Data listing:
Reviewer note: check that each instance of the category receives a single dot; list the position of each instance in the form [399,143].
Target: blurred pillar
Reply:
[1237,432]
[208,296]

Given request: Write out every line of the material above, requests included, and shift each point coordinate in the answers by adding 81 to every number. Leave the numbers in the requests and in their format samples as they are.

Answer below:
Reviewer note: check that each instance of the category receives a single dot; list the position of each instance in the form [399,143].
Target: blurred pillar
Reply:
[1318,513]
[289,377]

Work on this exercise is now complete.